Work to complete >>
Please show every line from the entries that carries the word "below".

Records for this task >>
━━━

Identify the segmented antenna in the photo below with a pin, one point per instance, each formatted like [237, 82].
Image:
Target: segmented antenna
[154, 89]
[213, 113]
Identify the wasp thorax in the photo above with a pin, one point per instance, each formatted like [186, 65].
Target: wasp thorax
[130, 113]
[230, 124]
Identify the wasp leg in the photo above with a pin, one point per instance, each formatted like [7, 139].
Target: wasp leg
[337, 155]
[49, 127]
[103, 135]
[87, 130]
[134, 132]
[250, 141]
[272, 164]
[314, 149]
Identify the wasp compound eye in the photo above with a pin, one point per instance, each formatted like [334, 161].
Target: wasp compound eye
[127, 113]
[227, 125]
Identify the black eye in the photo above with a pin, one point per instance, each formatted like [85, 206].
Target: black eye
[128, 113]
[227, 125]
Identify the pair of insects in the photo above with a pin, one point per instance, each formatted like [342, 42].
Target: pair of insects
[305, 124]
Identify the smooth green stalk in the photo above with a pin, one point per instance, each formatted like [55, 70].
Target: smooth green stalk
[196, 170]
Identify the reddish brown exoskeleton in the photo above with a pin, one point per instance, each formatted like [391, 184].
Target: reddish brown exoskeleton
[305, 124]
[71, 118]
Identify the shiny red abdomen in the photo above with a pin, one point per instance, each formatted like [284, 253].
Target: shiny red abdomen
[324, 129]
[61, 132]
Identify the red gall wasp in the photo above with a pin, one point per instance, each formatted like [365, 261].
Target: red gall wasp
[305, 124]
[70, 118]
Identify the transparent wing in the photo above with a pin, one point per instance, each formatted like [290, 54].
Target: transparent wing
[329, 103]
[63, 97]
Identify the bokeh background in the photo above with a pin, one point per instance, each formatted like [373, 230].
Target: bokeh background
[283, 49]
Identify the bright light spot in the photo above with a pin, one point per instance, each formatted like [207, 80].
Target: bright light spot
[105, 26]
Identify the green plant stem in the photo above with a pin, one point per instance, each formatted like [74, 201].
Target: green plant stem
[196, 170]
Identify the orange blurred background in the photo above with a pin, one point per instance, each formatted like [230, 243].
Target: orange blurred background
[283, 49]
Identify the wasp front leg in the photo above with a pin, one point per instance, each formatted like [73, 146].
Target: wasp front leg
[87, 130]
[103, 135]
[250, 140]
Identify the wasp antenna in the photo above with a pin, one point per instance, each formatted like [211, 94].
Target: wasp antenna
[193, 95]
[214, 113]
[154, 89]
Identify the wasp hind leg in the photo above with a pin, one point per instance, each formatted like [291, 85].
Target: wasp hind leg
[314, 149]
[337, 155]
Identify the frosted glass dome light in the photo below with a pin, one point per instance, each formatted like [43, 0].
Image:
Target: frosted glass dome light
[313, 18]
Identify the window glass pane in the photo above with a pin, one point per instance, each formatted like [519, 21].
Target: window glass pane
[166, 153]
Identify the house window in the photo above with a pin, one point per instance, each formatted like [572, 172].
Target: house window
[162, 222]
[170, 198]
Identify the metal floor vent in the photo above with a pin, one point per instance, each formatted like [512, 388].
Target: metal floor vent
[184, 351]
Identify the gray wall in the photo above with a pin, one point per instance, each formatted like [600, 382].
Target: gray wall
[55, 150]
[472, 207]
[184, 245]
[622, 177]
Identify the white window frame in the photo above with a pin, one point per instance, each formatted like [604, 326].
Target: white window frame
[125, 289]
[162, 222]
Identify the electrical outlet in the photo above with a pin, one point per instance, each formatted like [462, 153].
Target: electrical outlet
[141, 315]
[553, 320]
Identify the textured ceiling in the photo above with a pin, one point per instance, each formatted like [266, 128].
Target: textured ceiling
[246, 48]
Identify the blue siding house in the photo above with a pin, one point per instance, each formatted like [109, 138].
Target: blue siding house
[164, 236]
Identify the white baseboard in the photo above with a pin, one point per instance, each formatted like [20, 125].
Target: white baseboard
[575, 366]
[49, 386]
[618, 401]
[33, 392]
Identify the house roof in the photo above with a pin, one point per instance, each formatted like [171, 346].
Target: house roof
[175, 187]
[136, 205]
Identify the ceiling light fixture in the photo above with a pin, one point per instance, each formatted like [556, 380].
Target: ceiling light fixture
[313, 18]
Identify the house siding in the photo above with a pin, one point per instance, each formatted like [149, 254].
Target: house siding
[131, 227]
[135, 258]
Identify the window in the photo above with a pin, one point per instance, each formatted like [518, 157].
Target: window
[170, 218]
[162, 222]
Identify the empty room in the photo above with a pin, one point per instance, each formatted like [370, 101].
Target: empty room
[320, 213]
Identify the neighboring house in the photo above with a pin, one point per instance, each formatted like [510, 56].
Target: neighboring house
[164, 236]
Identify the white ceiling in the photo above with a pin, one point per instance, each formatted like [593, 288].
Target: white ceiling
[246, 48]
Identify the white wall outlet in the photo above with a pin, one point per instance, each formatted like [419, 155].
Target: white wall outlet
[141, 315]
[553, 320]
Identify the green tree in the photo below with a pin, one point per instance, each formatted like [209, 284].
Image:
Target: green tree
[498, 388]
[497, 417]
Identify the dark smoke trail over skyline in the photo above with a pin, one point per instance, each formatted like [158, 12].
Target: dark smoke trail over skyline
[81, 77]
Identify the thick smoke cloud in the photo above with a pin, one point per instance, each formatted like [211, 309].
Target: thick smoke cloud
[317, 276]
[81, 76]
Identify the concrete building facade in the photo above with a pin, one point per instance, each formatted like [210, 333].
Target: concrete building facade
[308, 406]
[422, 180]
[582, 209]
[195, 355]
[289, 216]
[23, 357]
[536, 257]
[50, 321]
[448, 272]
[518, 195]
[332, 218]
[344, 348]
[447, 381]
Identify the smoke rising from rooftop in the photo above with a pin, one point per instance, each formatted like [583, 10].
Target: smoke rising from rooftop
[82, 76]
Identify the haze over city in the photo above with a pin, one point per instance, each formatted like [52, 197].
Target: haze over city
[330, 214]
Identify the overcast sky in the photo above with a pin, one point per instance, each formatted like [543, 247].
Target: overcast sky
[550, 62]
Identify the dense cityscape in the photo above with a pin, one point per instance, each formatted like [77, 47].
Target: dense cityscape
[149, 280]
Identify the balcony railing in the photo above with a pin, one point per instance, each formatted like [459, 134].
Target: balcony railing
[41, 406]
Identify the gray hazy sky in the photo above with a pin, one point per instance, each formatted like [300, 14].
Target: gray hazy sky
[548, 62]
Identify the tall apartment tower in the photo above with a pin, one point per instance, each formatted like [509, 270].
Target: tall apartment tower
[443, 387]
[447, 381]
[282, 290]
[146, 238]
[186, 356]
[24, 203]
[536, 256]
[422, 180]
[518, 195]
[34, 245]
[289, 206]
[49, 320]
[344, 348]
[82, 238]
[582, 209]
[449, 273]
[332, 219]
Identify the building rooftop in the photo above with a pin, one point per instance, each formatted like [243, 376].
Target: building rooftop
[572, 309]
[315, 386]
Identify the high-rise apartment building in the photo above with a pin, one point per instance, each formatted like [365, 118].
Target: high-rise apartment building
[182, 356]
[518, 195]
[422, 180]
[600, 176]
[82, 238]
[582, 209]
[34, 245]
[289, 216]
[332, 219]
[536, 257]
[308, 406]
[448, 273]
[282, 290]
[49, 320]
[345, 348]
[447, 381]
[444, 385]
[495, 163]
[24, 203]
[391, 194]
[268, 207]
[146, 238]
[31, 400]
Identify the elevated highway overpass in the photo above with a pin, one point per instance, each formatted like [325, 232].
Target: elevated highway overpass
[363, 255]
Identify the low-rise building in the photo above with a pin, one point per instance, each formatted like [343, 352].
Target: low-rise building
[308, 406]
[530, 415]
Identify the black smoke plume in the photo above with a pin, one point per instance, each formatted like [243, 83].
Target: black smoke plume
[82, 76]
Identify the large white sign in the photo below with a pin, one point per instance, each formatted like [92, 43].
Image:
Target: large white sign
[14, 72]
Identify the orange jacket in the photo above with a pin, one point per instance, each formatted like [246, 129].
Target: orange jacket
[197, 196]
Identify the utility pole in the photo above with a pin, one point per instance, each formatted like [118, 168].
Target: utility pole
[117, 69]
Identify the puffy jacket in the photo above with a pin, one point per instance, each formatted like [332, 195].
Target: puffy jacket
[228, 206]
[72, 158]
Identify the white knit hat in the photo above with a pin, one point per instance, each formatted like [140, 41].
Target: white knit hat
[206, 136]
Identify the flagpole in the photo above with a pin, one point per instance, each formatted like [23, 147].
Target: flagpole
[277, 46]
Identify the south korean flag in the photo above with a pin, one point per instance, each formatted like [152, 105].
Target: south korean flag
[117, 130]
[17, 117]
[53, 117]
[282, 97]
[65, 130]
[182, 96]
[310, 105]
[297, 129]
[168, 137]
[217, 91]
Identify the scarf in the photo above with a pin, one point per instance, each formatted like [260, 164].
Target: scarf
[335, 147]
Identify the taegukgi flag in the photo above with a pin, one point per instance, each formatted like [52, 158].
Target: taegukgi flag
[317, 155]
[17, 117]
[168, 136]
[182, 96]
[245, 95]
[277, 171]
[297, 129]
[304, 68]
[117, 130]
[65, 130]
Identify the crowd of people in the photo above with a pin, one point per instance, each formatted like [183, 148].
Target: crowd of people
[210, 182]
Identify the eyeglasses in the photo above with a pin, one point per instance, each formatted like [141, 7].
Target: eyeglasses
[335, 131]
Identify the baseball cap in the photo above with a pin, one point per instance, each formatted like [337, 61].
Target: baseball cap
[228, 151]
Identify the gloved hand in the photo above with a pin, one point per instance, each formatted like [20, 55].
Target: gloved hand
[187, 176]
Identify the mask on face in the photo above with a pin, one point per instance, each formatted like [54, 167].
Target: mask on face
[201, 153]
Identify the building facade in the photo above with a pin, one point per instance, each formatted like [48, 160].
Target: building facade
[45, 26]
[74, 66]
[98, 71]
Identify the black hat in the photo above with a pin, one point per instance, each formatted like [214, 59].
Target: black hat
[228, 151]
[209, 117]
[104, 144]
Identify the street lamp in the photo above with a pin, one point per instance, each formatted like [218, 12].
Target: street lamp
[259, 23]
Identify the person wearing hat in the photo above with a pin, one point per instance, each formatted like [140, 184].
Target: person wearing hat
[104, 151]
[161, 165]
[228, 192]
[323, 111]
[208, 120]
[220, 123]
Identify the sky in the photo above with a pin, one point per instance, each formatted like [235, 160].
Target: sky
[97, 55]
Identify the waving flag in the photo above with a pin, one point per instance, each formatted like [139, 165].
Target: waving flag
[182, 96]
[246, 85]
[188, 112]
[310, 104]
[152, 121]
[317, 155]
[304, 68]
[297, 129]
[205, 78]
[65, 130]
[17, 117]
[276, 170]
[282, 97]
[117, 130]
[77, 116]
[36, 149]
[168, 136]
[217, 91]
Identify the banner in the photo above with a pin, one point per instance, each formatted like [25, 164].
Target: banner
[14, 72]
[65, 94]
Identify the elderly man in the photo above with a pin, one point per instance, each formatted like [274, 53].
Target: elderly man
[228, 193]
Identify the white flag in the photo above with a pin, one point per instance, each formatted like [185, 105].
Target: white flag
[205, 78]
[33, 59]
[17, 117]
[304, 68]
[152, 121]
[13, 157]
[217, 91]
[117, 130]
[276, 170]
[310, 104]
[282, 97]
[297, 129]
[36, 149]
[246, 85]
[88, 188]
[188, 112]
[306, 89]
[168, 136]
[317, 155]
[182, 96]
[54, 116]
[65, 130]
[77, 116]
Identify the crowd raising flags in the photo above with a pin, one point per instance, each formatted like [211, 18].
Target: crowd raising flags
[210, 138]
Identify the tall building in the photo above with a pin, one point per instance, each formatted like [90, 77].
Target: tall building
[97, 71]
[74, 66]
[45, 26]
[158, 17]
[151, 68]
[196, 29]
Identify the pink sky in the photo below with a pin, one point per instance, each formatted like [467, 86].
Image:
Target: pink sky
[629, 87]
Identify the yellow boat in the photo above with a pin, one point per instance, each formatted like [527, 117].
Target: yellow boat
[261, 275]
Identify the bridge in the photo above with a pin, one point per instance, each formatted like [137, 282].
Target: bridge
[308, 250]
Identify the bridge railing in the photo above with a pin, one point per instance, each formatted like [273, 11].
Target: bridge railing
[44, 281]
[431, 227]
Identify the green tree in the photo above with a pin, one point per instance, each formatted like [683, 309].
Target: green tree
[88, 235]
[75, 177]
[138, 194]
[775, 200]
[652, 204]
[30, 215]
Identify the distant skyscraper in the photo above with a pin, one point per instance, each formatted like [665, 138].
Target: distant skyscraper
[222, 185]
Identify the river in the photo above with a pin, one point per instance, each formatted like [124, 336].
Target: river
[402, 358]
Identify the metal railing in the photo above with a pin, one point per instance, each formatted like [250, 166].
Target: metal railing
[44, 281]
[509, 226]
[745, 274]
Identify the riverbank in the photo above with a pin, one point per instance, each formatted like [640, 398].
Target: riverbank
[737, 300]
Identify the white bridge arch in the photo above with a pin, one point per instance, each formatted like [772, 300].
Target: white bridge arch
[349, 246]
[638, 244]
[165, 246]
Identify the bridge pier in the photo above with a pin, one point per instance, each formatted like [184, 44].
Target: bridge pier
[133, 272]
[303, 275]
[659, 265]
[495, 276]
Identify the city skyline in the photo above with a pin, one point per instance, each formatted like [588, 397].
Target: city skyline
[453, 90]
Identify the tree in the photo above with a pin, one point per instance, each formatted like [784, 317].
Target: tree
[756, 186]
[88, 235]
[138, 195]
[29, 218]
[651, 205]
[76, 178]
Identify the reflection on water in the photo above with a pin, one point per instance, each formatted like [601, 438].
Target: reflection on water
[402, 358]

━━━

Response area >>
Identify the segmented antenna in the photo below with a pin, one point per instance, each formatted like [237, 82].
Identify the frosted glass dome light in the photo below with a pin, one point per instance, each formatted like [43, 0].
Identify the green tree in the photo below with a pin, one point per instance, each formatted like [209, 284].
Identify the large white sign in the photo below with a pin, one point per instance, each formatted like [92, 43].
Identify the pink sky in the photo below with a pin, one point per instance, each formatted like [467, 86].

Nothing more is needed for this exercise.